= Document excerpt =
Food & Drinks

The Making of RE’s “Back to Black”

At RE (pronounced “ree”), nearly everything a guest touches is made from a recycled material or byproduct. Reduce, reuse and recycle are at the core of the Sydney bar’s ethos, embodied by everything from the mycelium lampshades and banquet seating made from pineapple leaf fibers, to the “flawed” Maison Balzac glassware seconds and the bar top made from recycled milk bottles. It’s a philosophy that’s threaded not only throughout the venue’s exquisite design, but into the food and cocktails as well. 

“RE is housed within an old heritage-listed site,” says Matt Whiley, owner and operator of the bar. “So in the same way that we’ve breathed life into the historic space we are working within by using recycled or reused materials, we wanted to mirror that with old produce and items that we serve.”


The current cocktail menu lists an array of drinks named after local businesses and the surplus ingredients that RE salvages from them. The Margarita-adjacent cocktail, named “Ricos Tacos – Excess Taco Masa,” for example, is made with leftover masa (corn flour) from Ricos Tacos, a local Mexican restaurant, to make a tortilla-flavored syrup.

= Check your understanding =
1 – In the article about the Sydney bar RE, what is the bar top made from?
2 – Write the next part of the article about RE's "Back to Black," continuing from its final sentence.

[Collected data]

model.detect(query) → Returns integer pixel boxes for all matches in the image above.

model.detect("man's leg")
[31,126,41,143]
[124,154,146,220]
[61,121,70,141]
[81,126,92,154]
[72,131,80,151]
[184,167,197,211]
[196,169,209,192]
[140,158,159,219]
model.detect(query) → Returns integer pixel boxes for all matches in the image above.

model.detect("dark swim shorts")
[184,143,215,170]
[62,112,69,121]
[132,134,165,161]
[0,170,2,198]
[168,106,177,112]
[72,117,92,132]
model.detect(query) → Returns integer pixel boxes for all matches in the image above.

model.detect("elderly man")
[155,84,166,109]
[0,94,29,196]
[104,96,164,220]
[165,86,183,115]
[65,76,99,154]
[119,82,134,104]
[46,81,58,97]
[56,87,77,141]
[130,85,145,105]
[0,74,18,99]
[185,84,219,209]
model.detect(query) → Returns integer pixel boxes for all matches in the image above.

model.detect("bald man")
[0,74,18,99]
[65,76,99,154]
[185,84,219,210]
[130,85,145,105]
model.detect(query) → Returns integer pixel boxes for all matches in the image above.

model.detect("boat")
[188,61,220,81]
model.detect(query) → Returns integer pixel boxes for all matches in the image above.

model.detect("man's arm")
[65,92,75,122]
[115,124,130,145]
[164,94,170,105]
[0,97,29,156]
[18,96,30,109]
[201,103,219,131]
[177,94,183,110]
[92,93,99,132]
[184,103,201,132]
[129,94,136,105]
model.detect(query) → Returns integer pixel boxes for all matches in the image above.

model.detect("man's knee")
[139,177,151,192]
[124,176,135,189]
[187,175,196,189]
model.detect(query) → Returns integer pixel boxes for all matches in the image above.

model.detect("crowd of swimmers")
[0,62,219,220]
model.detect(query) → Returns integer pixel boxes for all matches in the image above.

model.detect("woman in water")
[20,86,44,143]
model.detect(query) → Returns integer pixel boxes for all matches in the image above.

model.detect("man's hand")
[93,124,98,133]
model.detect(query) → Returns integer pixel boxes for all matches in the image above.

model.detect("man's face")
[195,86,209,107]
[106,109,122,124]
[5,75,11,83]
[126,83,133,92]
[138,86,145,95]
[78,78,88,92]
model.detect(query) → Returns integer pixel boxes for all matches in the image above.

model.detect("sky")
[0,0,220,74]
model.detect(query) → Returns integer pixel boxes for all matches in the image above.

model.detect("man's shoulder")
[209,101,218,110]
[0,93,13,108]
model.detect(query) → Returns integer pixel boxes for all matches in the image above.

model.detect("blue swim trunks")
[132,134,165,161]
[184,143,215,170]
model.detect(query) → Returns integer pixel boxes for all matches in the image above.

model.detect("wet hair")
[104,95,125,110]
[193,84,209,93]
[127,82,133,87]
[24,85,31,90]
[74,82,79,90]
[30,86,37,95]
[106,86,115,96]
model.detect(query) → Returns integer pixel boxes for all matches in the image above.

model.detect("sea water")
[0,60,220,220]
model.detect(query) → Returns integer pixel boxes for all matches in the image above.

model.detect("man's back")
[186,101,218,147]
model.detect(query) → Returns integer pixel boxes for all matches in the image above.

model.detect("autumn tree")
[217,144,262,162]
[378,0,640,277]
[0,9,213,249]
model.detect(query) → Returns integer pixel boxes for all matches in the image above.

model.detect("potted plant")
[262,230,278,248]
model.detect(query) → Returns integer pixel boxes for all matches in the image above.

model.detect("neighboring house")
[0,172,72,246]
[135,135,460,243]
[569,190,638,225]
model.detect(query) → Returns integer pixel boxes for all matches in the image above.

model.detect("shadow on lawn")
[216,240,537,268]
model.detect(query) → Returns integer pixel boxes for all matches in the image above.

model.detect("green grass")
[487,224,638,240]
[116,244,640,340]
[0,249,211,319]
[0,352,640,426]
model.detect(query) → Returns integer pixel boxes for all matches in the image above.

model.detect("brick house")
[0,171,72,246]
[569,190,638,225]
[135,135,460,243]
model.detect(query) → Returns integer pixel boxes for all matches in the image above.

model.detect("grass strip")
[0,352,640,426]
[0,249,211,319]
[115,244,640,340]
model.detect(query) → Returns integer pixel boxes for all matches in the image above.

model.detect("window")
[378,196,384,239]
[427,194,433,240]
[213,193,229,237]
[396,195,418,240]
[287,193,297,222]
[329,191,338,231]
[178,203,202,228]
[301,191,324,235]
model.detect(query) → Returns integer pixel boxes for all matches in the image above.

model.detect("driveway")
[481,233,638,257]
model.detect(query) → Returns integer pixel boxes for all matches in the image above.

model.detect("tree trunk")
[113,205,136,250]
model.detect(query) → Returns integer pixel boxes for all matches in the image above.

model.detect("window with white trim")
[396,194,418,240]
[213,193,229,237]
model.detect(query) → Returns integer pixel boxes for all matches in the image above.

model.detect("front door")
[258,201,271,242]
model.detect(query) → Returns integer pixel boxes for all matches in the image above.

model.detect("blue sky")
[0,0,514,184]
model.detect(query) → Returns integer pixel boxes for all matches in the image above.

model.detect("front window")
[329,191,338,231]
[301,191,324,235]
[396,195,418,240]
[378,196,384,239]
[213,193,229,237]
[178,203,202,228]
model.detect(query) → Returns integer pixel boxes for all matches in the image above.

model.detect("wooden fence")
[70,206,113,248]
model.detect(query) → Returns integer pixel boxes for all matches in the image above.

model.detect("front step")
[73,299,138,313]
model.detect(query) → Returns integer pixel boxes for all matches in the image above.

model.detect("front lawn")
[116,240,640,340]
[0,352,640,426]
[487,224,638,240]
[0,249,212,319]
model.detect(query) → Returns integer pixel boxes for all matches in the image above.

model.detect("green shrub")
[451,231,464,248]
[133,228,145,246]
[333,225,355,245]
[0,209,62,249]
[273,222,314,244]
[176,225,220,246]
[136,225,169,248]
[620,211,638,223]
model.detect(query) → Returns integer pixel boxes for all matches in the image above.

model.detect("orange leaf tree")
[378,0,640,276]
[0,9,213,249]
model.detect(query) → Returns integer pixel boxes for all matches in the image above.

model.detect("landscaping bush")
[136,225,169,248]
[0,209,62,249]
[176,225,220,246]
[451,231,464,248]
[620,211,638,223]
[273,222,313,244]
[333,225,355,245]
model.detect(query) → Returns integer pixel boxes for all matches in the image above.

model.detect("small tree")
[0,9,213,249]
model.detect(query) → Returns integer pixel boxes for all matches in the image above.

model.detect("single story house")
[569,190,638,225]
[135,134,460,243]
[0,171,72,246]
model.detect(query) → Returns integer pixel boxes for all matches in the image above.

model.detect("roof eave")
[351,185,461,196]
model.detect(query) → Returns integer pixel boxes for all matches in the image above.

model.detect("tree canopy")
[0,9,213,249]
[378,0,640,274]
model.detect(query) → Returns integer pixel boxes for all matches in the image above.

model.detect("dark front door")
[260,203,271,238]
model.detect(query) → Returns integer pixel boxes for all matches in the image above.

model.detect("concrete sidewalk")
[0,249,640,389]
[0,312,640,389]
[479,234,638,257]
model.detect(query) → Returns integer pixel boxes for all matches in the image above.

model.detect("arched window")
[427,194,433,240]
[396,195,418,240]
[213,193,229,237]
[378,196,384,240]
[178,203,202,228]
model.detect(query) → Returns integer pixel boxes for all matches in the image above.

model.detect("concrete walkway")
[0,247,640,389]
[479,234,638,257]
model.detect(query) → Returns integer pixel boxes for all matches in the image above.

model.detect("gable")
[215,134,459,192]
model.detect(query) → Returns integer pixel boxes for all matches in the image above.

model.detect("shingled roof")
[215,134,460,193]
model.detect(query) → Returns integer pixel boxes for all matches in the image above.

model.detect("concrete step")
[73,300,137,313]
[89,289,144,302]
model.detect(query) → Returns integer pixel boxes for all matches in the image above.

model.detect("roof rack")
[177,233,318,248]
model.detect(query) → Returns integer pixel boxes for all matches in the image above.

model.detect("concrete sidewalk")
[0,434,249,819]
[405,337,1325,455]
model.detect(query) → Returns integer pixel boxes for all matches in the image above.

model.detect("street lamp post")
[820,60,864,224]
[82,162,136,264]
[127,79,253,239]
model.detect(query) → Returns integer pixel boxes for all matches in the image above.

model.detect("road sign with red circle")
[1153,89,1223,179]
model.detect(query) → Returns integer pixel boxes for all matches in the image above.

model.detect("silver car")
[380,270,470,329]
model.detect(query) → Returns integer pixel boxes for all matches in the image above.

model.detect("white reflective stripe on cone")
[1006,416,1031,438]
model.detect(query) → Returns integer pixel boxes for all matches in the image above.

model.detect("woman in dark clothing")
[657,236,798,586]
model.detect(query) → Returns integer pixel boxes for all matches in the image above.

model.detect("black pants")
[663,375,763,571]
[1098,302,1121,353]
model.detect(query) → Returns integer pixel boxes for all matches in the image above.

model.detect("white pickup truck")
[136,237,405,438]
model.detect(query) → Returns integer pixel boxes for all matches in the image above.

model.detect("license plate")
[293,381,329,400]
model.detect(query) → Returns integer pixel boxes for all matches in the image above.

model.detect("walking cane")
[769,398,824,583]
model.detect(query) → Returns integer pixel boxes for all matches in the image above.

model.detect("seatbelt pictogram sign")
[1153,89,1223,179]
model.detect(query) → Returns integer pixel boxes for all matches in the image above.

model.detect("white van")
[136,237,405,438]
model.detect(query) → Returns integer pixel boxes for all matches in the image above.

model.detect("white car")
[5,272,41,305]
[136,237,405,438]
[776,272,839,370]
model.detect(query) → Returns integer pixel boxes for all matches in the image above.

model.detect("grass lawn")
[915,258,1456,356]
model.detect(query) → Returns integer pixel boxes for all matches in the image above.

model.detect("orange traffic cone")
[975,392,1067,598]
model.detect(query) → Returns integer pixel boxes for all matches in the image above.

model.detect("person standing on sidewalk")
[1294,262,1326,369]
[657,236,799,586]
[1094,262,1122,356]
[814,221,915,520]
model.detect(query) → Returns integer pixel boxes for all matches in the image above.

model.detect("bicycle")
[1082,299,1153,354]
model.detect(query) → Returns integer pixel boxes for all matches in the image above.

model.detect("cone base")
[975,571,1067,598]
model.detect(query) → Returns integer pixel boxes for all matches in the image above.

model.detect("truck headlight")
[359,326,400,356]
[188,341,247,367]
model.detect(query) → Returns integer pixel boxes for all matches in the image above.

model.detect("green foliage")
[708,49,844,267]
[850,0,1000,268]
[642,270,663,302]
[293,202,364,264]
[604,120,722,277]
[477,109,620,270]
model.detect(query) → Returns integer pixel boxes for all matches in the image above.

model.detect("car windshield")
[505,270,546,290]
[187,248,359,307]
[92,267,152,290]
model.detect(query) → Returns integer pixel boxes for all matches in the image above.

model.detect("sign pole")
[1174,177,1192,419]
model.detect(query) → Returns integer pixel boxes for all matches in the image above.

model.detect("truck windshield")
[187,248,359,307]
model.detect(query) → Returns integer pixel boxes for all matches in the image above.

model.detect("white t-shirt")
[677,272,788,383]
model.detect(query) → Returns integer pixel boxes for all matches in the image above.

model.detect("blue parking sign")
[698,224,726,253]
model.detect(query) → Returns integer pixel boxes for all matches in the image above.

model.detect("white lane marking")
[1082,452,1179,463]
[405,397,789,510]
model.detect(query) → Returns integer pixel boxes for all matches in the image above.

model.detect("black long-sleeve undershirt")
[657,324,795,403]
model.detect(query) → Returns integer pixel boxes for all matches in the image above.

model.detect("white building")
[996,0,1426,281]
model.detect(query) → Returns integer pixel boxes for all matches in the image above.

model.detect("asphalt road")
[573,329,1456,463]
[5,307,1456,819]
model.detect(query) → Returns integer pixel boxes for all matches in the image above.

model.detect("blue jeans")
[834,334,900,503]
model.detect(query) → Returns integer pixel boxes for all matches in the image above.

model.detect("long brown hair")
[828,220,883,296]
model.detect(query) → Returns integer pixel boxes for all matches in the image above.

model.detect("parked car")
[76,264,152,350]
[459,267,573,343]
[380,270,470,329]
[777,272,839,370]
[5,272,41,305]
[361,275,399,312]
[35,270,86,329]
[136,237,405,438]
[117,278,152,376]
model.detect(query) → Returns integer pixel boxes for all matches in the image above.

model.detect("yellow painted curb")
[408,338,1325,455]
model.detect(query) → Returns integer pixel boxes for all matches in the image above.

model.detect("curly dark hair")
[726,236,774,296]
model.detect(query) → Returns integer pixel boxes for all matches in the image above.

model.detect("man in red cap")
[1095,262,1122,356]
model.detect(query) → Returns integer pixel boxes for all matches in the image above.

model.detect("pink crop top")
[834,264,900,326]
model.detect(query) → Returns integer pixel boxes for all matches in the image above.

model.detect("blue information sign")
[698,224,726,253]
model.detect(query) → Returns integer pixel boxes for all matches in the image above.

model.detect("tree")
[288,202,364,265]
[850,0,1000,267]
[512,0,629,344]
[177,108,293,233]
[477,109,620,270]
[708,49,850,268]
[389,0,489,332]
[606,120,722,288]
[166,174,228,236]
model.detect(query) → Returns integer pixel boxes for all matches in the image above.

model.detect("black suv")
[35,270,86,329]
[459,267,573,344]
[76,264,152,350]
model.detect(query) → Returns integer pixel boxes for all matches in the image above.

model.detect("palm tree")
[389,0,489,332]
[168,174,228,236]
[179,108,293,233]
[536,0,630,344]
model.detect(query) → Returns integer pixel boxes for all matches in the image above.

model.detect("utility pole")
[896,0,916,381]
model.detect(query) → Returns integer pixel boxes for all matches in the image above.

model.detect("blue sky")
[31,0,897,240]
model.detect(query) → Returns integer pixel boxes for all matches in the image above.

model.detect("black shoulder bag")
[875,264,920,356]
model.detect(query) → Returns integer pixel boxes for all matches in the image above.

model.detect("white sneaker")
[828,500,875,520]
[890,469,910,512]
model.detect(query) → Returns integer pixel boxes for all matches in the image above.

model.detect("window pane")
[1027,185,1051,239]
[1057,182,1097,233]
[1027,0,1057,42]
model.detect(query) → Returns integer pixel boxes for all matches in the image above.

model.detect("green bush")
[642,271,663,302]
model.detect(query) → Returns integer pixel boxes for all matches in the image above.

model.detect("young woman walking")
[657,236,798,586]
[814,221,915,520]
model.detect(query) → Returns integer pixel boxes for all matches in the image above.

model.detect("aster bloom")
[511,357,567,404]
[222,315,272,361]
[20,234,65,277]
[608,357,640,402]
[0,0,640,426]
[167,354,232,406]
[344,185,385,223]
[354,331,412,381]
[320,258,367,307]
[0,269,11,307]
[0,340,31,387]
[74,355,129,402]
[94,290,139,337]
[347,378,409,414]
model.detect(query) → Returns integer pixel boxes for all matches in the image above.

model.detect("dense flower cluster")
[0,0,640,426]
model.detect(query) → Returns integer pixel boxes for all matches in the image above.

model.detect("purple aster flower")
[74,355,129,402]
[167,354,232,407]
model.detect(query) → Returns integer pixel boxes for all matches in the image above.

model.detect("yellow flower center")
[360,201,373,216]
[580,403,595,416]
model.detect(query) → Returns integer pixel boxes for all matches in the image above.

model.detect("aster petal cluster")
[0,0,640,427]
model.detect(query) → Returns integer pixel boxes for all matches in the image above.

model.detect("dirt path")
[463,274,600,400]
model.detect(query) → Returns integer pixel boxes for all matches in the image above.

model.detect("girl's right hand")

= Responses by task =
1 – The bar top is made from recycled milk bottles.

2 –
For the upcoming menu, Whiley and his team have maintained a dedication to closing the loop on food waste, this time through a cocktail called Back to Black. “We really wanted to focus on how you can take a piece of produce and turn it into something else by using time,” says Whiley, who conceptualized the drink around blackening ingredients. The technique uses low heat over the course of several weeks to enzymatically darken foods, as a way to breathe new life into otherwise wasted products while simultaneously drawing out caramelized flavor from the same ingredients.

The savory, fruity highball is made with three core elements: blackened pumpkin distillate, lacto koji soda and blackened banana syrup. First, the RE team creates a base distillate with the pumpkin “brains”—the stringy parts of the fruit that often go to waste. Then they make a seasoning by curing banana peels with koji (a mold), then dehydrating and blending the peels, resulting in an umami-rich powder. The koji–banana skin seasoning is mixed with water, then combined with more koji and salt, all of which ferments for two weeks to emphasize the soda’s savory character. Finally, to balance the perceived saltiness of the soda, the RE team adds syrup made from clarified banana juice, sugar and malt. Cooked in a water bath for three to four weeks, the syrup’s sugars caramelize while the banana blackens, echoing the rest of the ingredients. “It’s delicious because you’ve kind of got this banana, malty, salty soda that works really well with the pumpkin distillate,” says Whiley.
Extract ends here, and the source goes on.